| Texto de leitura |
'''

O estatuto do PE foi ‘reforçado’, mas isso não significou que a maioria dos moçambicanos se

tenha integralmente apropriado desta variedade; pelo contrário, gradual e progressivamente, os

moçambicanos vêm introduzindo nela variações, a diversos níveis, com tendência a fixar-se,

passando a incorporar, conforme Firmino (1998, p.12), “novas características linguísticas

distintivas” da norma europeia, não só de natureza “sócio-simbólica, com a emergência de

novas atitudes e ideologias sociais face ao uso da língua”, mas também “linguística, com o

desenvolvimento de novas formas de uso da língua”.

Com efeito, e numa sistematização da variedade moçambicana do português, Gonçalves (2010)

aponta, no seu livro A Génese do Português de Moçambique, como áreas de mudança que

definem tendências de diferenciação da variedade moçambicana, em relação às outras

variedades,

(i) a realização do argumento beneficiário, onde se neutraliza a oposição entre o objeto

direto e o objeto indireto [Ex: Os pais escondem os filhos a verdade; PE: aos filhos];

(ii) os argumentos locativos e direcionais [Ex: Eu não páro Ø nenhum sítio; PE: em

nenhum]; e

(iii) os conetores de subordinação introdutores de orações completivas e adverbiais [Ex:

Viram de que afinal o coelho é mais esperto; PE: Viram Ø que]; [Embora que sou

mais novo mas sou…; PE: Embora Ø seja].

'''

| Registos fornecidos |
'''

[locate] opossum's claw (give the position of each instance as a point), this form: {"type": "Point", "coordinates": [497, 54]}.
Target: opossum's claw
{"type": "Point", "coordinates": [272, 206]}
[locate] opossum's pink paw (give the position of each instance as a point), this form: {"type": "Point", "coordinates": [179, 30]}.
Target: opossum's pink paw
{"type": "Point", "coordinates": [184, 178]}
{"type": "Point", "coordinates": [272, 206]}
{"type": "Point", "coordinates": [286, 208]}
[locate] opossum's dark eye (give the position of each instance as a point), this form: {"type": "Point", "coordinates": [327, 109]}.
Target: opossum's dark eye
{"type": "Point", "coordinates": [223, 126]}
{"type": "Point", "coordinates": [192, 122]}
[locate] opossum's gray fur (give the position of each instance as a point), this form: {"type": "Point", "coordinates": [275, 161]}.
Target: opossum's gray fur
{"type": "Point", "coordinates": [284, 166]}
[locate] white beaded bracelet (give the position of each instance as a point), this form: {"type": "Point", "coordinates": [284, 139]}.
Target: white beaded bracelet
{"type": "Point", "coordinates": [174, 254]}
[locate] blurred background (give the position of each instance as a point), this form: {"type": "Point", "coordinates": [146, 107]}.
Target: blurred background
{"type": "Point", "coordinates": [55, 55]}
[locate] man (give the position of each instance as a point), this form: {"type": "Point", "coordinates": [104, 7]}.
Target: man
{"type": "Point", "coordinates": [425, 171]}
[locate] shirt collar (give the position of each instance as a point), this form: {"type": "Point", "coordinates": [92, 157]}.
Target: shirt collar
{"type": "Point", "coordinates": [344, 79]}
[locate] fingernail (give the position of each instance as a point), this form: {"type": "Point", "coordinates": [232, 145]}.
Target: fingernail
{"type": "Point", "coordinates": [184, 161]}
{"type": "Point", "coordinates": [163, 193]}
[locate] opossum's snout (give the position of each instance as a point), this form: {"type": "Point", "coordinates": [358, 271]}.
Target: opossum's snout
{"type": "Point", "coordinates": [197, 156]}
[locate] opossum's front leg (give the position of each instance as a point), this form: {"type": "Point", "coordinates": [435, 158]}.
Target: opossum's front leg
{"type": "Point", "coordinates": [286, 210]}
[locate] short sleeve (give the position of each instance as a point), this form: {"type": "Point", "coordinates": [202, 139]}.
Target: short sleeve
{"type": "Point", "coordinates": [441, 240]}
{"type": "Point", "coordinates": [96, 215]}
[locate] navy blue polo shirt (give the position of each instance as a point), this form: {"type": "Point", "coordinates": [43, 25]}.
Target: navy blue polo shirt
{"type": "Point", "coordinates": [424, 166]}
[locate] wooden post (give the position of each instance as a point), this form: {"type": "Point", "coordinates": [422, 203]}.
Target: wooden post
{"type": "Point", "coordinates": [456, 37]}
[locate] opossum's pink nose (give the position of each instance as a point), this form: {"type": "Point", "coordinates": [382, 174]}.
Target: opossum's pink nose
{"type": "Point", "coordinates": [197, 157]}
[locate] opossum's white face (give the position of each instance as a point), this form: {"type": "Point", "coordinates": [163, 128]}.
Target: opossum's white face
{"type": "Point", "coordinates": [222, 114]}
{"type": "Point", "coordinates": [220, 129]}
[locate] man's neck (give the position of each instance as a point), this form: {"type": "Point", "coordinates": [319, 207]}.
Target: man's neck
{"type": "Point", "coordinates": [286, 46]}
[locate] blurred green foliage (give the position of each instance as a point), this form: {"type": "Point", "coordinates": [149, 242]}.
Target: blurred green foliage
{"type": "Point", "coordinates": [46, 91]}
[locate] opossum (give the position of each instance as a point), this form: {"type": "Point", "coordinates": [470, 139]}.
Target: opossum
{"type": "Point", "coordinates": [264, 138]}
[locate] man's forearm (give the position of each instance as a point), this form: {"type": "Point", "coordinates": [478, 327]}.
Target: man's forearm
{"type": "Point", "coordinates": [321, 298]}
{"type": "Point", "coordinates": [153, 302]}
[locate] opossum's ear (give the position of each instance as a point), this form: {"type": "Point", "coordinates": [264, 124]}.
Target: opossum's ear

'''

| Exercício proposto 1 |
Segundo o texto sobre o português de Moçambique, qual é o título do livro de Gonçalves (2010)?
| Exercício proposto 2 |
Transcreva do texto sobre o português de Moçambique o trecho que começa em "moçambicanos vêm introduzindo" e vai até "português, Gonçalves (2010)", incluindo estas palavras.

| Resposta 1 |
A Génese do Português de Moçambique.

| Resposta 2 |
moçambicanos vêm introduzindo nela variações, a diversos níveis, com tendência a fixar-se,

passando a incorporar, conforme Firmino (1998, p.12), “novas características linguísticas

distintivas” da norma europeia, não só de natureza “sócio-simbólica, com a emergência de

novas atitudes e ideologias sociais face ao uso da língua”, mas também “linguística, com o

desenvolvimento de novas formas de uso da língua”.

Com efeito, e numa sistematização da variedade moçambicana do português, Gonçalves (2010)